--- start of DATA LINES ---
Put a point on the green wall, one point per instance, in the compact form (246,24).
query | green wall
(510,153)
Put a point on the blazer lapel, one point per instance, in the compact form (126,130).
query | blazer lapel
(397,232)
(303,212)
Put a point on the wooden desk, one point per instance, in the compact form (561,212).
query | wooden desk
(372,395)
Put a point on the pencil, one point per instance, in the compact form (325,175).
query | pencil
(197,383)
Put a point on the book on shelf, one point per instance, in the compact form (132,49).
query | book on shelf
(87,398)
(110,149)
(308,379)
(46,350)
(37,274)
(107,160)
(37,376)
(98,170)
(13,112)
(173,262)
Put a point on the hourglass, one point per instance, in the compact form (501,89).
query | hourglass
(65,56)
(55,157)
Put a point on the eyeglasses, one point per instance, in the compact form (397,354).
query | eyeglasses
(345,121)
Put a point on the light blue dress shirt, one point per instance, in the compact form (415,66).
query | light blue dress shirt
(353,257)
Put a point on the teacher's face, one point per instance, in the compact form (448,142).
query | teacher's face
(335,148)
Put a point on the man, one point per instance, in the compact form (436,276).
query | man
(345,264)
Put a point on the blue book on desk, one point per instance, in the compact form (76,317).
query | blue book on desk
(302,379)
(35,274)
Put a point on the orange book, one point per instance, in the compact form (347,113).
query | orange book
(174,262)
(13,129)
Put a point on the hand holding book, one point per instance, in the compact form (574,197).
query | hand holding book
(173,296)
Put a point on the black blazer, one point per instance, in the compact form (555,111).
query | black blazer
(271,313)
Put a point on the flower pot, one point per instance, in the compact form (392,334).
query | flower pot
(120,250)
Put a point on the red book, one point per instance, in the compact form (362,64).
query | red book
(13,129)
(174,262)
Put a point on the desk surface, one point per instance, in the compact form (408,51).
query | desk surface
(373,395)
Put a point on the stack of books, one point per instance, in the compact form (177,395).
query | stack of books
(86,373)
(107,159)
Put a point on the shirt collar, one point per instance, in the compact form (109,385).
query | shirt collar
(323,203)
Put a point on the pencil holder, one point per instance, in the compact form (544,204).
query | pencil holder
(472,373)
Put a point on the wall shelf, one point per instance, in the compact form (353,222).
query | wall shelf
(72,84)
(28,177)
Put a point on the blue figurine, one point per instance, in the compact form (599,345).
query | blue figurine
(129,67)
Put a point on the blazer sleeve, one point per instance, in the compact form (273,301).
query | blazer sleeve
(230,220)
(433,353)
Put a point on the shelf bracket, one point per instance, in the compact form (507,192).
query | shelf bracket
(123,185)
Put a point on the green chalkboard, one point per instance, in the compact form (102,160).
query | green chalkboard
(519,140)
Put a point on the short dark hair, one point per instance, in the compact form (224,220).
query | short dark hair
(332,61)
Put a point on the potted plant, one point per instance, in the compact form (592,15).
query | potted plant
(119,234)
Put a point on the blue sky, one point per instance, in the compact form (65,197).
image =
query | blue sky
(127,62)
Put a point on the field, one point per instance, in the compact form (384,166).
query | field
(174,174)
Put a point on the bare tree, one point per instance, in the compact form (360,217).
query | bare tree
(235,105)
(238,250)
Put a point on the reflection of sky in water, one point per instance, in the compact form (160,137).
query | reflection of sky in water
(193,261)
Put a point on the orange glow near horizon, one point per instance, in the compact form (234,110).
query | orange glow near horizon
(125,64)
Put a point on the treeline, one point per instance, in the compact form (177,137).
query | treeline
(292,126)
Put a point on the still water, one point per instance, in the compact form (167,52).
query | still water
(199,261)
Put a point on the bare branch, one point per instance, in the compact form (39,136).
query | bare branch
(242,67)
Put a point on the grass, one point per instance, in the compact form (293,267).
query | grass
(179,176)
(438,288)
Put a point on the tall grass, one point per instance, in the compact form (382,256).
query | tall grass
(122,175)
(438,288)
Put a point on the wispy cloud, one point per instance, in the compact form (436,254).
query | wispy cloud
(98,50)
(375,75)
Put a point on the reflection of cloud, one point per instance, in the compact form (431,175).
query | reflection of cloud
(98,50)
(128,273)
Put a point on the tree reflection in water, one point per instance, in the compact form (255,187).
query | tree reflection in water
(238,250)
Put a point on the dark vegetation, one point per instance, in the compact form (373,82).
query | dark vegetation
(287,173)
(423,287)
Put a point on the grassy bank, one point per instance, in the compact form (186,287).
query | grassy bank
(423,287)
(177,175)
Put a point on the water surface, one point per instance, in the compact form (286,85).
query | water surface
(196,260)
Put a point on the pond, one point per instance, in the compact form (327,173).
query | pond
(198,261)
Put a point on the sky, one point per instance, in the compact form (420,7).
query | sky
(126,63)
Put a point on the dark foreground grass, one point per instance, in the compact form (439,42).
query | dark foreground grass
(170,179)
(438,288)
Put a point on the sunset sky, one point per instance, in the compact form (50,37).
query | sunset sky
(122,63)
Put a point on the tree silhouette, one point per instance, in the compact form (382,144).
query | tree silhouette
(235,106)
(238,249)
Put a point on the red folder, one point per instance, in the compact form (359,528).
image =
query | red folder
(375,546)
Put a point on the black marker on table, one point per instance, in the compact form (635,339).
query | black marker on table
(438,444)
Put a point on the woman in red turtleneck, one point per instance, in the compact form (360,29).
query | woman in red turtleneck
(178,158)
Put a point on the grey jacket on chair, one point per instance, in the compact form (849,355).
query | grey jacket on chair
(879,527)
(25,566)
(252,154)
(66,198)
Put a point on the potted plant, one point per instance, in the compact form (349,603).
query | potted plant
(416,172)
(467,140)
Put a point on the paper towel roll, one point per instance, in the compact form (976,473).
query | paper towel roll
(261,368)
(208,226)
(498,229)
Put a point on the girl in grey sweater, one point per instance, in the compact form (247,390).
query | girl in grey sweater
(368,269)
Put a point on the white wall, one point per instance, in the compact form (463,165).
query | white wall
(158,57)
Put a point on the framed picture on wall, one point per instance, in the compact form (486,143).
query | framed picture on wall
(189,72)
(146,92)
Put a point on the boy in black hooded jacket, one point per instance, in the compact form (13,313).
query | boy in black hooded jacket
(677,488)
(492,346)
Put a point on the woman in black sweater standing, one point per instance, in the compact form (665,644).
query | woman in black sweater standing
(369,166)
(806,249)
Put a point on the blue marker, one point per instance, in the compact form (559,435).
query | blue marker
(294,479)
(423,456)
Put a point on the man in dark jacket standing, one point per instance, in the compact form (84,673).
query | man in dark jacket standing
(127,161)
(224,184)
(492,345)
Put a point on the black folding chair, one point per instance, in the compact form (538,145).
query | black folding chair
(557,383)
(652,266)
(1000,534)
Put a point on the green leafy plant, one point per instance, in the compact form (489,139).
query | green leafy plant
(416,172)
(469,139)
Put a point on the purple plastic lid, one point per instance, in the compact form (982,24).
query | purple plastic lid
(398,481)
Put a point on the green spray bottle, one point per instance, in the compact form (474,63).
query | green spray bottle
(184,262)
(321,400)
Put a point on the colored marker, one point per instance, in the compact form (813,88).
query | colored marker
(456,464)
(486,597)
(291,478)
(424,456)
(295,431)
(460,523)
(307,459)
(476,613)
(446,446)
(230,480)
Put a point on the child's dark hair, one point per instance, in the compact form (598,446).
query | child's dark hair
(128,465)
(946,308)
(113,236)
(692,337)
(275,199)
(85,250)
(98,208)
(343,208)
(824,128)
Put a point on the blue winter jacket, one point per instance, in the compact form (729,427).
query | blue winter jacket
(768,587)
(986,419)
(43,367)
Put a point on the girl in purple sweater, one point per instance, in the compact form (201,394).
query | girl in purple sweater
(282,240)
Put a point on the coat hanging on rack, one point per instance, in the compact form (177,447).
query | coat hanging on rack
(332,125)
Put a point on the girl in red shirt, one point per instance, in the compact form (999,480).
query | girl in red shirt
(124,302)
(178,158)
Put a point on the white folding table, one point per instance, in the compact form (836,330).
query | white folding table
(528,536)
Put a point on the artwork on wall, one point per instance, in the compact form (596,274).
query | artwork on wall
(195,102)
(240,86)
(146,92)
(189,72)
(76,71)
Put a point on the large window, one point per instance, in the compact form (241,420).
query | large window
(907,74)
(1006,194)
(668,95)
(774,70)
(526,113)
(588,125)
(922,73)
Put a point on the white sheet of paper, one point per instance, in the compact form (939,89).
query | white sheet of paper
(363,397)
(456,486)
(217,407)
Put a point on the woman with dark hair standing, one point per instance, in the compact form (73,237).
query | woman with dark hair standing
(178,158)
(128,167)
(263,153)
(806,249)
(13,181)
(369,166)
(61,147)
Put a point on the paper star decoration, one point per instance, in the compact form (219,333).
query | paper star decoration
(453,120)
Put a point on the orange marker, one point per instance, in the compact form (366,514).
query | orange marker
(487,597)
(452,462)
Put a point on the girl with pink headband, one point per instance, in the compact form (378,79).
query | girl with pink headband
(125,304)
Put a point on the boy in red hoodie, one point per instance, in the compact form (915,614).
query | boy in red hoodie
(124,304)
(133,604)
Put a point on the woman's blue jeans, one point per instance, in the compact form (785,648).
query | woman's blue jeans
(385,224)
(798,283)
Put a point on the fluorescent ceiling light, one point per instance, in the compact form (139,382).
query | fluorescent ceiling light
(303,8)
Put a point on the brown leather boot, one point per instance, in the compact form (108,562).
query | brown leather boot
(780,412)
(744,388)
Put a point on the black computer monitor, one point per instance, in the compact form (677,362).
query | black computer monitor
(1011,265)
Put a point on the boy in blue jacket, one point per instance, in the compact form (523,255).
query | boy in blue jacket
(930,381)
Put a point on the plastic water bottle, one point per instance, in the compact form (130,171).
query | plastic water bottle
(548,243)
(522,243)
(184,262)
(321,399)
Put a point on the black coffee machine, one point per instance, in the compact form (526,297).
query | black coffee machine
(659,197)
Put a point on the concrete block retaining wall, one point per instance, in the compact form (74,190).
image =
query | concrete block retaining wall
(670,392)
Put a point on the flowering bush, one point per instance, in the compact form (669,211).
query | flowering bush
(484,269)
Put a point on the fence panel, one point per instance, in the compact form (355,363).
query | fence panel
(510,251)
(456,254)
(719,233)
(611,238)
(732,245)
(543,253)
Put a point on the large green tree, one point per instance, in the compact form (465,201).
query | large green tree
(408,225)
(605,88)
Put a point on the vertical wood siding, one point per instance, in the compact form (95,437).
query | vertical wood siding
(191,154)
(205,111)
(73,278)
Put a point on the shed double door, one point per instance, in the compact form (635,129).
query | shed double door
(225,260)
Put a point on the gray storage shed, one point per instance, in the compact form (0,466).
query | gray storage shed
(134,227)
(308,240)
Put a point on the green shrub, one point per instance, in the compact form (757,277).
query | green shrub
--- end of DATA LINES ---
- _TASK TO CARRY OUT_: Begin with the line that contains "Put a point on the black computer" and end with the last line of the records; set down every line in that span exactly, and nothing else.

- _WRITTEN RESPONSE_:
Put a point on the black computer monitor, one point per instance, in the compact form (677,362).
query | black computer monitor
(1011,265)
Put a point on the boy in blue jacket, one point per instance, in the compact form (523,255).
query | boy in blue jacket
(930,381)
Put a point on the plastic water bottle, one point per instance, in the compact form (130,171).
query | plastic water bottle
(548,243)
(522,243)
(184,262)
(321,399)
Put a point on the black coffee machine, one point per instance, in the compact form (526,297).
query | black coffee machine
(659,197)
Put a point on the concrete block retaining wall, one point per instance, in the compact form (74,190).
image =
query | concrete block retaining wall
(670,392)
Put a point on the flowering bush, one point per instance, in the compact form (669,211).
query | flowering bush
(484,269)
Put a point on the fence panel, one point per instance, in the compact form (355,363).
query | fence panel
(510,251)
(456,254)
(719,233)
(611,238)
(732,245)
(543,253)
Put a point on the large green tree, one point per instance, in the compact form (465,201).
query | large green tree
(408,225)
(605,88)
Put a point on the vertical wood siding, one point per instance, in the compact form (95,437).
query | vertical wood siding
(191,154)
(205,111)
(73,278)
Put a point on the shed double door, one point per instance, in the compact form (635,129).
query | shed double door
(225,260)
Put a point on the gray storage shed, one point per instance, in the compact form (0,466).
query | gray storage shed
(134,227)
(308,240)
Put a point on the green shrub, one point per instance, in the compact form (757,277).
query | green shrub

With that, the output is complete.